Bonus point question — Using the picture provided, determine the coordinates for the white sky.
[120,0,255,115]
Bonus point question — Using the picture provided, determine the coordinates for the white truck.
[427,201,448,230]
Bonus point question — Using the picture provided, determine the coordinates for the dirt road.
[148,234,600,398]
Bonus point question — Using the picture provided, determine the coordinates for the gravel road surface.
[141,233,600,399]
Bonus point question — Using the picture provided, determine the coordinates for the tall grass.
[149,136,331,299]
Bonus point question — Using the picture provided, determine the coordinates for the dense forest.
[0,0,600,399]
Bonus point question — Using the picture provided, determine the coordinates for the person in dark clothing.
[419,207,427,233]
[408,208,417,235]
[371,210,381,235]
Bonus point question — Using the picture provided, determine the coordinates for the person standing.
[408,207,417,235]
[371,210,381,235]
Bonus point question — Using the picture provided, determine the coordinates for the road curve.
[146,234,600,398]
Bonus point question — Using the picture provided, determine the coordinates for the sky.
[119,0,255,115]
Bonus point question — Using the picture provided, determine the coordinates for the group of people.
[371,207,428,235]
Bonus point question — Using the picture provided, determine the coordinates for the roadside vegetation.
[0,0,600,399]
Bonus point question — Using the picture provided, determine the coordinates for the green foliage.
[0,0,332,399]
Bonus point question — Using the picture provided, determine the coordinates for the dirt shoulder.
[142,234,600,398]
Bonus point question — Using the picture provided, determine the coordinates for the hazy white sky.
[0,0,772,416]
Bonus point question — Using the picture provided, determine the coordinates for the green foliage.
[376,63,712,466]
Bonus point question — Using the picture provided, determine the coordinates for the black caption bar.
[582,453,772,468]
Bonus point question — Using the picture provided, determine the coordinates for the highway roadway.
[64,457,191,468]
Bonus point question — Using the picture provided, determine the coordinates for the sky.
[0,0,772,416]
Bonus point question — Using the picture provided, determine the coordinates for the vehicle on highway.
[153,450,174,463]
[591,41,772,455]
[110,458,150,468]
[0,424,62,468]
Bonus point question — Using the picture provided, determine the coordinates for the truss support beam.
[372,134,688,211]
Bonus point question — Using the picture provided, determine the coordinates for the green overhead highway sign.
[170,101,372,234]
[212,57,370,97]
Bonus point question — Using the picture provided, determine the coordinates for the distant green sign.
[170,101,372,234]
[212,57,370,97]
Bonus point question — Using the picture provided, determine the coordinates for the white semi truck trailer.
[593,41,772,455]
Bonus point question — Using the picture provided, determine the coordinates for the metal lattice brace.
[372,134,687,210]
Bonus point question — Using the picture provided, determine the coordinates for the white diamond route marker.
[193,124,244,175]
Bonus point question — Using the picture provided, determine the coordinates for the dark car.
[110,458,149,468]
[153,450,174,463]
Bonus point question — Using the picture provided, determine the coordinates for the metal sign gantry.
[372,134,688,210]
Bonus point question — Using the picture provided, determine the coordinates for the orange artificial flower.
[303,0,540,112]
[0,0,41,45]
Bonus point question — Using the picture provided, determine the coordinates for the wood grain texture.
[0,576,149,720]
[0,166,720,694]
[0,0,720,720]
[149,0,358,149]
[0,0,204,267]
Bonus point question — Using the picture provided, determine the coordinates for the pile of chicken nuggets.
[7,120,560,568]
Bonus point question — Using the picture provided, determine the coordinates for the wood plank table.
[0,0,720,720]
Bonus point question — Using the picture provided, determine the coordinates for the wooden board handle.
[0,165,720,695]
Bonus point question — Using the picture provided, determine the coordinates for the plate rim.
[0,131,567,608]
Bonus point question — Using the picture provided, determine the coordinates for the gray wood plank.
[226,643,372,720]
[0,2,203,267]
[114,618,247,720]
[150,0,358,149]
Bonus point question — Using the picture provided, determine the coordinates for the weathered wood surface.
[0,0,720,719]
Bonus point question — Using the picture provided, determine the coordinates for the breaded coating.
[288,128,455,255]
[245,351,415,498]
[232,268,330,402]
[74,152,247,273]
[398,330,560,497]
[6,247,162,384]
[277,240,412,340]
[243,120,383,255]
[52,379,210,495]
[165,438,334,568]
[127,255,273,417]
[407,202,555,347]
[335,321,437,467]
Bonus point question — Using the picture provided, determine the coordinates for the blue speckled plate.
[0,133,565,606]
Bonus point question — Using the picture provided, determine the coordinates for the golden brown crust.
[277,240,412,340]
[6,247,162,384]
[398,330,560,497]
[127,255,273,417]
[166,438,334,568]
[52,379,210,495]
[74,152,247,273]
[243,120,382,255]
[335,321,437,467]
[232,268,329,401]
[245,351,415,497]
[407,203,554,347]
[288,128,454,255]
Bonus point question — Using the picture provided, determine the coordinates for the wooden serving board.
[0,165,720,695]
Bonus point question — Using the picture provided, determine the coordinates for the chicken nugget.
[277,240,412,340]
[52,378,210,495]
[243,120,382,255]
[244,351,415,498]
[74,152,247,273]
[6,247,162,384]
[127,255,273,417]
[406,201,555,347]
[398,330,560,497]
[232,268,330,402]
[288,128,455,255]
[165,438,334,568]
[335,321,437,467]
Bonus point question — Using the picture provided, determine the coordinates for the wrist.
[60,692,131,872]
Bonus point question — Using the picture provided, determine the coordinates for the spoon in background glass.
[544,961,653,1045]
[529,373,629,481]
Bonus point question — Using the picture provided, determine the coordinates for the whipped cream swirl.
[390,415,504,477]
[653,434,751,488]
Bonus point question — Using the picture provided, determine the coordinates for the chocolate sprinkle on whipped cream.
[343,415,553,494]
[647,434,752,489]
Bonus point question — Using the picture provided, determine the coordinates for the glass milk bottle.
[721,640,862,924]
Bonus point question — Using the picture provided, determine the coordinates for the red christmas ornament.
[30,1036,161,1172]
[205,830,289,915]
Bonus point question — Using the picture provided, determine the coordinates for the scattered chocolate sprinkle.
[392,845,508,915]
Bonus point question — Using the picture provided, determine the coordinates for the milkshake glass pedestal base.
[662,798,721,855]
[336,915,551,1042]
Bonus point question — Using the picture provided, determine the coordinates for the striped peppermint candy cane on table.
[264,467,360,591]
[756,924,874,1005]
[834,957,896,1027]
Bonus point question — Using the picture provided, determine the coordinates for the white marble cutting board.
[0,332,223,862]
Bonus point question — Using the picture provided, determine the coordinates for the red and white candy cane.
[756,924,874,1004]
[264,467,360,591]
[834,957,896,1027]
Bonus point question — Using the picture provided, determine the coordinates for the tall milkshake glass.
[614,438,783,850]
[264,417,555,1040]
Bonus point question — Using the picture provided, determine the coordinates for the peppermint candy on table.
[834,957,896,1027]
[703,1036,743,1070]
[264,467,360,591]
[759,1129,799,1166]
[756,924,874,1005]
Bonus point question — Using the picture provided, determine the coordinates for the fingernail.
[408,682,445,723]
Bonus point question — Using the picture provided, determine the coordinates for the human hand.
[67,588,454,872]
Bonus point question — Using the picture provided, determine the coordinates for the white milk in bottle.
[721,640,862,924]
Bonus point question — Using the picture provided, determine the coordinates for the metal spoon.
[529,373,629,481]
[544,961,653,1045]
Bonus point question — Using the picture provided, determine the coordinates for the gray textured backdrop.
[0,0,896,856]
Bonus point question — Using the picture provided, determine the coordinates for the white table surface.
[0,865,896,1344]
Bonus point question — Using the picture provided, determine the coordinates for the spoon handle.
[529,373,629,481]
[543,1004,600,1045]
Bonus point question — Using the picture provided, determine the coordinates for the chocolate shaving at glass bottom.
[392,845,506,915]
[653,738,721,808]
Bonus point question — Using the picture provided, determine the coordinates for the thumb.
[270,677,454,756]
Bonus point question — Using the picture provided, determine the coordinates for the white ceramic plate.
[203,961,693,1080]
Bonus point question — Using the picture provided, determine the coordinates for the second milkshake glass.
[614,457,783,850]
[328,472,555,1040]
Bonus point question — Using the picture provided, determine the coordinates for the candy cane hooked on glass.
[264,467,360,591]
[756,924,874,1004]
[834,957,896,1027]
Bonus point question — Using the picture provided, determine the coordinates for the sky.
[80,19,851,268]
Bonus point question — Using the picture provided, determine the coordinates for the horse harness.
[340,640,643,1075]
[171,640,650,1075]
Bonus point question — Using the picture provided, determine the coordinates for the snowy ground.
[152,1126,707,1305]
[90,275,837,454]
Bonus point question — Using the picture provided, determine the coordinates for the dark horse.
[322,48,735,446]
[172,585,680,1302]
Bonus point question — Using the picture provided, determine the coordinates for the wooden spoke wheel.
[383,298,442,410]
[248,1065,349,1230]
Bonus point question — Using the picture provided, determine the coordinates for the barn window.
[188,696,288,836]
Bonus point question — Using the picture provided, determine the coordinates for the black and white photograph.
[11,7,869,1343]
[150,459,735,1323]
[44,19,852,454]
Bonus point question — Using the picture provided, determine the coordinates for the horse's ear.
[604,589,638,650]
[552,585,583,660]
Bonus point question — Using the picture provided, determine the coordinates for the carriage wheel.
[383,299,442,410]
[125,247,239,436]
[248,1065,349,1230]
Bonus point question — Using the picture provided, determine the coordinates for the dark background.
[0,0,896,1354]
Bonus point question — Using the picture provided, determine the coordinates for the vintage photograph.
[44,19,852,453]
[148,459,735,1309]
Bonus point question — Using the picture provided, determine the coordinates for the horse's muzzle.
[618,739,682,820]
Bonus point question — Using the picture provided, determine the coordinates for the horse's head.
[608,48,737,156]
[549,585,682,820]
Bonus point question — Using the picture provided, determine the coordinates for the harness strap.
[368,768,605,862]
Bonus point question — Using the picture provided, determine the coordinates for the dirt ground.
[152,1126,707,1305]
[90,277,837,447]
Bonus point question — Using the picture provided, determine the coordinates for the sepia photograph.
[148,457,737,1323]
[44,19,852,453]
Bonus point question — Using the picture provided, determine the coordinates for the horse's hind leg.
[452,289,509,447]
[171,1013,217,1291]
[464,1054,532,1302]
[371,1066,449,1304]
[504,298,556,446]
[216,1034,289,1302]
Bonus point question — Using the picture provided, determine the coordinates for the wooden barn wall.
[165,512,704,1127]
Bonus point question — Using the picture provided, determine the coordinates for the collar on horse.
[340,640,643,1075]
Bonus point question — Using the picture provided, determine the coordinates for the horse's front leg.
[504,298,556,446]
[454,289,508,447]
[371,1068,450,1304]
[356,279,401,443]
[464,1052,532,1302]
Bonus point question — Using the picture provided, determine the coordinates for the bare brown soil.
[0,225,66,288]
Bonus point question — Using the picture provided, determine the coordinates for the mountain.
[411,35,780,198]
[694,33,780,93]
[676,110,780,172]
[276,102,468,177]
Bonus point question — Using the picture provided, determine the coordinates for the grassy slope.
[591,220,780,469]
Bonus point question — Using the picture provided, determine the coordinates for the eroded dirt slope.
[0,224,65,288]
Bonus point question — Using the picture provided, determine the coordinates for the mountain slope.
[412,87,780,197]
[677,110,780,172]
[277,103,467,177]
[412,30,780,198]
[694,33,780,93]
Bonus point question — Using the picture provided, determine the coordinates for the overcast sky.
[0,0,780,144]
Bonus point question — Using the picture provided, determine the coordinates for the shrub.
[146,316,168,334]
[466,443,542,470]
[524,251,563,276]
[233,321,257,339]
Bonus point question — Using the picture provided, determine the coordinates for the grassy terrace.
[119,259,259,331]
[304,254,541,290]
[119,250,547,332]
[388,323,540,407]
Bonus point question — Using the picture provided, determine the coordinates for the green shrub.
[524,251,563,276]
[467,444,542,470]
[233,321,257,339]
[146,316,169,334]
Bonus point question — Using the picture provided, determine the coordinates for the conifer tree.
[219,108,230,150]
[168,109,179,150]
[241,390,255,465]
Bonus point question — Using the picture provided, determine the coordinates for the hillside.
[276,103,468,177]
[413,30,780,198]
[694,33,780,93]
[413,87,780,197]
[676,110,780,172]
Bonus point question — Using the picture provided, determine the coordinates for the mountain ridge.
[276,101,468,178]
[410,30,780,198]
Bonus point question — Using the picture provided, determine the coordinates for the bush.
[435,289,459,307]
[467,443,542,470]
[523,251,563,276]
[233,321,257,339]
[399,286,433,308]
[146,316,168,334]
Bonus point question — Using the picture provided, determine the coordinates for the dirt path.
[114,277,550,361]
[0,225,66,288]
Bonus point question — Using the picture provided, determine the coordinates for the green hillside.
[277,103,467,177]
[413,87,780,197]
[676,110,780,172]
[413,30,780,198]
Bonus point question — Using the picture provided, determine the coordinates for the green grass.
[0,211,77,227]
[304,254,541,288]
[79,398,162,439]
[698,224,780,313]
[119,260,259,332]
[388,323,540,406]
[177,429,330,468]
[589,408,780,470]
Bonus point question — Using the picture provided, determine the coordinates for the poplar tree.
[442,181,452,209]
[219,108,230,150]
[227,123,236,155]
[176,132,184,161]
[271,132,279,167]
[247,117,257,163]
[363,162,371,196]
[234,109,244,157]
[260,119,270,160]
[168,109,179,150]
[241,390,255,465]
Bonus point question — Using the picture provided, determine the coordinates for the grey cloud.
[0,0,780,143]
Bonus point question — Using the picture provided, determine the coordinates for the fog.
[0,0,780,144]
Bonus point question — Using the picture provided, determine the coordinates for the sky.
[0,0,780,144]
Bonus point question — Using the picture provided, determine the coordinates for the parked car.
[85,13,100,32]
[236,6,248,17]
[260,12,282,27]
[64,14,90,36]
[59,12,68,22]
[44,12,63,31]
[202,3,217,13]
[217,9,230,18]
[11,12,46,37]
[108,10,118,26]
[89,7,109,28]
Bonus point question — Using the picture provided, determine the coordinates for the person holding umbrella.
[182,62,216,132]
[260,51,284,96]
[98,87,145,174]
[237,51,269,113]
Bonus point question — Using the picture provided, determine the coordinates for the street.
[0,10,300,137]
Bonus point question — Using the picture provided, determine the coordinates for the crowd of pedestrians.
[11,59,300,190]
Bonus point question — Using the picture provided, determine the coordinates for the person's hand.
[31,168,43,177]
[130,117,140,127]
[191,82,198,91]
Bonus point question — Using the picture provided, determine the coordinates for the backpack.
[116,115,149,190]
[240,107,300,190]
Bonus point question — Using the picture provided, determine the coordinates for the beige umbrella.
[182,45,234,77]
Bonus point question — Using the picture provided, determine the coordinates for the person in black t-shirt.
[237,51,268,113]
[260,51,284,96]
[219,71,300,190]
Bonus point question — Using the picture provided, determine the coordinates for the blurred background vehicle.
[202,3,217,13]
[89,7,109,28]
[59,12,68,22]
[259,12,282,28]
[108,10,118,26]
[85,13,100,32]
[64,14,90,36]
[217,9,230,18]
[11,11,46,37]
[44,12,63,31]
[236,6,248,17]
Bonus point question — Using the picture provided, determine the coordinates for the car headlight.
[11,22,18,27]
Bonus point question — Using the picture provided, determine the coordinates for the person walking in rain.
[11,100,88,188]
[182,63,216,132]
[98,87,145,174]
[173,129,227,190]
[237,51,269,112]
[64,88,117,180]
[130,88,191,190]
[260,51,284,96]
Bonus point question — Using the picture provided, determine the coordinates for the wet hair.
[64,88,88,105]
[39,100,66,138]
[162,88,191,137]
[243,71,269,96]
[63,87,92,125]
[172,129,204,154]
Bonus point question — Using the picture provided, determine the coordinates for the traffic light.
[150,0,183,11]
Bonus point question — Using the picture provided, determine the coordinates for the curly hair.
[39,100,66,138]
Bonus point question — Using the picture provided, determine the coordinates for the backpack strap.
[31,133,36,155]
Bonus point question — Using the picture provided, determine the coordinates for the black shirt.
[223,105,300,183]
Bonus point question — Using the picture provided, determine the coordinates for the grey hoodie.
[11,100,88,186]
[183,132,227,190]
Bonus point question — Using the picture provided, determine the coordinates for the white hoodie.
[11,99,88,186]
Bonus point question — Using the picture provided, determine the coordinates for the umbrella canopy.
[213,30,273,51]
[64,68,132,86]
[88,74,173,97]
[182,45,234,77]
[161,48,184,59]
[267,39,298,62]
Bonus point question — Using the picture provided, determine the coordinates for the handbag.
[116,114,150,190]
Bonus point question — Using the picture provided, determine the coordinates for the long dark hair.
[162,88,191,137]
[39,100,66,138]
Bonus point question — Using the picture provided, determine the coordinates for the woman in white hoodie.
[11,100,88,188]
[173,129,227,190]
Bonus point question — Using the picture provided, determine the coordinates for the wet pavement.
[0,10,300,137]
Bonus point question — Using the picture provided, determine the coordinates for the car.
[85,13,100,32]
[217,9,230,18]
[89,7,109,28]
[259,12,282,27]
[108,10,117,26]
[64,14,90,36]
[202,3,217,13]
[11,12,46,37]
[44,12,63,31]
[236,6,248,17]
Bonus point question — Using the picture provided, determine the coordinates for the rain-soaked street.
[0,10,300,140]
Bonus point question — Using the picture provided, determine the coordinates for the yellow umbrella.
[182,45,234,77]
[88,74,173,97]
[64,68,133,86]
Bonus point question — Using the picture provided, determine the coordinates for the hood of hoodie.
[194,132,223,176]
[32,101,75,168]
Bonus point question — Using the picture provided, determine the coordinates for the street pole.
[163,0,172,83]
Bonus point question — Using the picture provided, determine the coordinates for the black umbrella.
::::::
▸ Problem statement
Retype the items starting at the line that contains "cane on table." and ending at the line that contains "[0,332,223,862]", keeping every character unchanged.

▸ Result for this task
Bonus point question — Using the picture provided, determine the coordinates for the striped peppermint candy cane on table.
[264,467,360,591]
[756,924,874,1005]
[834,957,896,1027]
Bonus point question — Using the picture provided, determine the coordinates for the white marble cutting board.
[0,332,223,862]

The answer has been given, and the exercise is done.